TEXT SHOWN.
Day 7 - More Food Ideas
I think I may have already mentioned that I’m not a big follow-the-recipe kind of guy.
But with that said, here’s a link to some of my go-to meals
And here’s a link to some more
Play with them and make them your own.
If you only buy bone-in skin-on chicken thighs, no problem – just add some extra time on to the InstantPot setting. If you hate the taste of cilantro, swap it for basil and see how you like it.
I’ll look at recipes to get ideas, but most of the time I’ll eyeball measurements and I’ll substitute ingredients to take a non-paleo or non-keto recipe and turn it into something that I’d like to eat.
Another thing that I’ve learned the hard way is that times and temperatures in recipes can bite you in the ass.
Let me explain.
I decided to follow a recipe for some ribs that I cooked on my Big Green Egg.
It said to get the temperature to X and I did that and it said that they should be ready in Y amount of time.

SHORT EXERCISE A.
Copy the passage of the Day 7 food post from "I’ll look at" up to and including "Big Green Egg.".

SUPPLIED INFORMATION.
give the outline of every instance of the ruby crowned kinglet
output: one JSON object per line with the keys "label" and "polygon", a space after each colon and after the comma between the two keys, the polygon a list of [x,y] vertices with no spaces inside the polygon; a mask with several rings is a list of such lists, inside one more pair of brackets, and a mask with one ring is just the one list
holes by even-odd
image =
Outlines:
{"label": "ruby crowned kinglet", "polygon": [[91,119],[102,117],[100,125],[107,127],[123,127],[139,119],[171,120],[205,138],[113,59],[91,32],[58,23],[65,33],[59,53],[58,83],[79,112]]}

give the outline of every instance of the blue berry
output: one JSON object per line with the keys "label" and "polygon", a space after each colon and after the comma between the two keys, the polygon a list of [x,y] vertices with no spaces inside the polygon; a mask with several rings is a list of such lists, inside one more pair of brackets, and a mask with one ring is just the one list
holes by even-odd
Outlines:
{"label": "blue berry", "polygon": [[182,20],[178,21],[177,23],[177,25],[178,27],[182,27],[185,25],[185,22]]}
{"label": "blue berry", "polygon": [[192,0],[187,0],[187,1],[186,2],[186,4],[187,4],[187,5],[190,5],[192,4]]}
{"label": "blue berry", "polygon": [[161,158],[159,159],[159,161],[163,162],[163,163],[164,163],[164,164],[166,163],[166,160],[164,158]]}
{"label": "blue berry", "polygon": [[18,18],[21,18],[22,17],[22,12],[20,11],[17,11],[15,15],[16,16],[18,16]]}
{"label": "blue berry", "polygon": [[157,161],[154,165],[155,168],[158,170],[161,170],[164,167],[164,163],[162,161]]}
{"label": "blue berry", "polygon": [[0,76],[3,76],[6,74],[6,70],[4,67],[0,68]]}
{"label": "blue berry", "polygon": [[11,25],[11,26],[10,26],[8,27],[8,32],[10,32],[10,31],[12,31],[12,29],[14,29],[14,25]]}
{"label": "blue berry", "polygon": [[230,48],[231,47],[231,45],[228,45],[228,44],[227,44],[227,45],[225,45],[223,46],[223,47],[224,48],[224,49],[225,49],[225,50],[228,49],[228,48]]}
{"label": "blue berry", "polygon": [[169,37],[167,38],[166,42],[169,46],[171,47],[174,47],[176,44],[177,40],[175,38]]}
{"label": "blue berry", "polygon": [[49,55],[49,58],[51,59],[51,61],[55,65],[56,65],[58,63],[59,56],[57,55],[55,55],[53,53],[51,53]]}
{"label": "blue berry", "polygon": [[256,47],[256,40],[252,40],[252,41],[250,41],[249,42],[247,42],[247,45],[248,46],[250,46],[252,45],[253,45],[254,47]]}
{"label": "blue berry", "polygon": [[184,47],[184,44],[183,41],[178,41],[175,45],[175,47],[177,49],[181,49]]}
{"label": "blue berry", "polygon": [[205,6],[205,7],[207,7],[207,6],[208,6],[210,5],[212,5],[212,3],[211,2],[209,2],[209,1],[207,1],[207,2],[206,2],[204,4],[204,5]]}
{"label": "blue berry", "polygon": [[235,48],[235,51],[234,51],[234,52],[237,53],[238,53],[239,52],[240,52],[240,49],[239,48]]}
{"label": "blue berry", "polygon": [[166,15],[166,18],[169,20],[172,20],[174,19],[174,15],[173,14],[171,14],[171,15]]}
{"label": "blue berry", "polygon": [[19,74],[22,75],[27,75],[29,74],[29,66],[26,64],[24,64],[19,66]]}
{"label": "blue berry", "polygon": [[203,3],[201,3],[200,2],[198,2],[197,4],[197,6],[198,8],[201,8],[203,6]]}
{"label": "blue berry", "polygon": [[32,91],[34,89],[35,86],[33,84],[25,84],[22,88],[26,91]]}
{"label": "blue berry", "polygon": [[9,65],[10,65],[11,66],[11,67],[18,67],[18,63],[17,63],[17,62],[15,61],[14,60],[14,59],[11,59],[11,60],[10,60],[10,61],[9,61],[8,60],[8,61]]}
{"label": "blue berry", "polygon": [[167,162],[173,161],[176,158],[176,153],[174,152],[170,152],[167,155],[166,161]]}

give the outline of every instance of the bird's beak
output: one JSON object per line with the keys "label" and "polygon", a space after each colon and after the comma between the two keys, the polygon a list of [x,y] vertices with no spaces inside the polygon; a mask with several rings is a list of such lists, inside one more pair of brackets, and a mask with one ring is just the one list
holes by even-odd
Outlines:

SHORT EXERCISE B.
Rewrite the records from the line with "give the outline of every instance of the bird's" up to and including the last line of the records, changing "beak" to "wing" and leaving all else as it is. Return only those lines.

WRITTEN RESPONSE A.
I’ll look at recipes to get ideas, but most of the time I’ll eyeball measurements and I’ll substitute ingredients to take a non-paleo or non-keto recipe and turn it into something that I’d like to eat.
Another thing that I’ve learned the hard way is that times and temperatures in recipes can bite you in the ass.
Let me explain.
I decided to follow a recipe for some ribs that I cooked on my Big Green Egg.

WRITTEN RESPONSE B.
give the outline of every instance of the bird's wing
output: one JSON object per line with the keys "label" and "polygon", a space after each colon and after the comma between the two keys, the polygon a list of [x,y] vertices with no spaces inside the polygon; a mask with several rings is a list of such lists, inside one more pair of brackets, and a mask with one ring is just the one list
holes by even-odd
Outlines:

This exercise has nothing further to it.